Task directions: Would you retype, word for word, the line with "Put a marker on every instance of the dried" and every line after it through the end of the records below?

Point annotation dataset records
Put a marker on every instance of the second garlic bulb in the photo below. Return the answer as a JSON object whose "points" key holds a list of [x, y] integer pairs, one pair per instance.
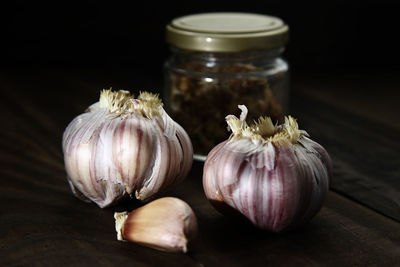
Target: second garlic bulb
{"points": [[124, 146], [275, 176]]}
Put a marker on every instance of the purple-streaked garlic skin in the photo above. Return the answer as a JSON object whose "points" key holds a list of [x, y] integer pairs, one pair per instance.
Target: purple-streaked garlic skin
{"points": [[109, 156], [277, 185], [166, 224]]}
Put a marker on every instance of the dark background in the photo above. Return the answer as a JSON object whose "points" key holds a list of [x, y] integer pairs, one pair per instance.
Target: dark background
{"points": [[126, 39]]}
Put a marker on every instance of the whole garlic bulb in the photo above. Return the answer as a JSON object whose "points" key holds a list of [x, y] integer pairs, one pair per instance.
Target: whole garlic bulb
{"points": [[123, 145], [276, 176]]}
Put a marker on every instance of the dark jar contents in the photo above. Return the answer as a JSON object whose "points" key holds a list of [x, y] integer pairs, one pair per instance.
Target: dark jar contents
{"points": [[203, 87]]}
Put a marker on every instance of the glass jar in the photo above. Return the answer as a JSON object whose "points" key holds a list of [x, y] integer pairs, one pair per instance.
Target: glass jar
{"points": [[219, 61]]}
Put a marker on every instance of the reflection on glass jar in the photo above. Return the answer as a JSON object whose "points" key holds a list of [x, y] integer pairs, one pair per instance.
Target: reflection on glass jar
{"points": [[213, 68]]}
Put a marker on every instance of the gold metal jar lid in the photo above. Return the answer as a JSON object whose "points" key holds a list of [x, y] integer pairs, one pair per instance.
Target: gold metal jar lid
{"points": [[227, 32]]}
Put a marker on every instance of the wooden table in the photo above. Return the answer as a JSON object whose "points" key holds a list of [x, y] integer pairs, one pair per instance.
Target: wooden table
{"points": [[43, 224]]}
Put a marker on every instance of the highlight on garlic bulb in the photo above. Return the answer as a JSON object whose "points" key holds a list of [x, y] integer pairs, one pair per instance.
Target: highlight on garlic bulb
{"points": [[123, 146], [275, 176], [165, 224]]}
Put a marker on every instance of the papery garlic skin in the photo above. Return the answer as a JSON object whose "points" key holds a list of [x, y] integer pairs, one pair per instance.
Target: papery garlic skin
{"points": [[276, 176], [165, 224], [123, 146]]}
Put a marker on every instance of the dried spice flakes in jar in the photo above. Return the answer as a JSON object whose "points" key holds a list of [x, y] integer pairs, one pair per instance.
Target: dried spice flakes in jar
{"points": [[219, 61]]}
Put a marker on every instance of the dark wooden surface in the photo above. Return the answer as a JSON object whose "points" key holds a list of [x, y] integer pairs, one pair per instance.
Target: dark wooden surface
{"points": [[43, 224]]}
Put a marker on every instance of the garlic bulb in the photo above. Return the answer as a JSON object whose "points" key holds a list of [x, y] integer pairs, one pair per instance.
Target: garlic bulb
{"points": [[165, 224], [276, 176], [123, 145]]}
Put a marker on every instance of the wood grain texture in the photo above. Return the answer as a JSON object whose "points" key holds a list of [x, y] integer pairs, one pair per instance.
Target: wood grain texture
{"points": [[43, 224]]}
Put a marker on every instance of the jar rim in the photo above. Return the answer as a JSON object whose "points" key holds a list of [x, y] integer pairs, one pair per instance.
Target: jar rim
{"points": [[227, 32]]}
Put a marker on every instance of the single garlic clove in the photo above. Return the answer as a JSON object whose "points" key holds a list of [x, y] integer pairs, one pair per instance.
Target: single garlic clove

Full output:
Put a marker on every instance of the dried spice flakes in jar in the photo above. Return the answer as a JSON object whose "points" key holds a list of [x, y] integer pairs, one pair per instance.
Target: dried spice flakes in jar
{"points": [[219, 61]]}
Put a marker on every instance of the dark wooden surface in the photo above. Return the answer as a JSON object whose "points" key holds a list of [x, y] integer pairs, one pair per instance.
Target: dark wooden surface
{"points": [[43, 224]]}
Put a marker on every instance of the garlic bulb in the photo above. Return the answer as a JSON object whose "points" key holds a list of [x, y] integer pairs, one pair per instance.
Target: garlic bulb
{"points": [[165, 224], [276, 176], [123, 145]]}
Put a marker on every instance of the wood grain texture in the photo above. Return the answer as a JSON object whose "points" key holds a list of [x, y] integer pairs, one pair per instance.
Target: wood grain texture
{"points": [[43, 224]]}
Put a marker on every instance of the jar rim in the photo above. Return the answer as a JSON object whose "points" key holds a list of [x, y] integer pairs, one pair per instance.
Target: jar rim
{"points": [[227, 32]]}
Put a marker on every instance of the single garlic clove in the photo above. Return the answer as a JSON object whose "points" key holds a list of [x, y] integer pairs, one pair per instance.
Target: single garlic clove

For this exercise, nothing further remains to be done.